GIVEN RECORDS:

· · · ·

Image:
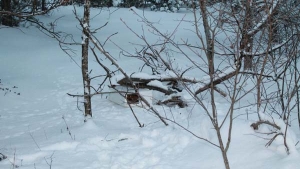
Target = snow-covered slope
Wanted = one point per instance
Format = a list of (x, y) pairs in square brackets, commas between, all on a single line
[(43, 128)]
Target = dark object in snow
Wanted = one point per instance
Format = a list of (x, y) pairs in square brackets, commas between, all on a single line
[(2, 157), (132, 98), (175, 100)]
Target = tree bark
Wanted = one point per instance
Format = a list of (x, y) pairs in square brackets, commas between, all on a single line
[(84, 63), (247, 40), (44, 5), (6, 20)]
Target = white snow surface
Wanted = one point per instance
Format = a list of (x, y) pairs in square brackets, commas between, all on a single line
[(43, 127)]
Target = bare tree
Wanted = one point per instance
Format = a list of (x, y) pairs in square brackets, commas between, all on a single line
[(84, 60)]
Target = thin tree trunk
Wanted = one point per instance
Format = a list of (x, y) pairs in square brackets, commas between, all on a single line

· · · ·

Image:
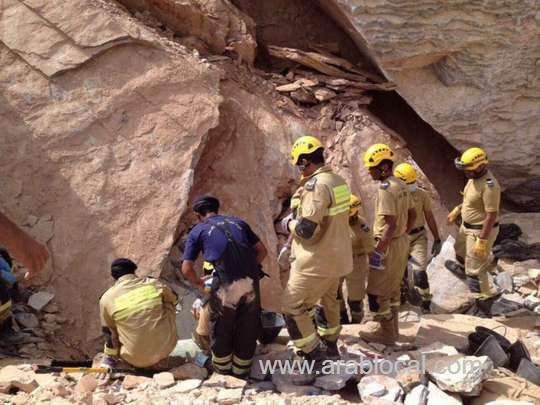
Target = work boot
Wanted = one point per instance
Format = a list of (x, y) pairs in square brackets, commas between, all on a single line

· · · ·

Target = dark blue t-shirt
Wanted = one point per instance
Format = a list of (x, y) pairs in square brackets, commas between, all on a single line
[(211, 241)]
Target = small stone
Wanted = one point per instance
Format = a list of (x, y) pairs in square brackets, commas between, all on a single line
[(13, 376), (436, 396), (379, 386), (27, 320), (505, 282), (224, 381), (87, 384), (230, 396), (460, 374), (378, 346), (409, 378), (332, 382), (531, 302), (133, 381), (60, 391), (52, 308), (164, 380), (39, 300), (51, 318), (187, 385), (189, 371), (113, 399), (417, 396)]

· · · ·

Please recast the lines of the records as a JSON list of strings with one string per line, leaving out blank lines. Start at the line containing "Target = dark blue t-shirt" and end at the line containing "[(211, 241)]", both included.

[
  "Target = dark blue t-shirt",
  "Wanted = one point per instance",
  "Format = a list of (x, y) pairs in square brackets, commas between, all on a single line",
  "[(211, 241)]"
]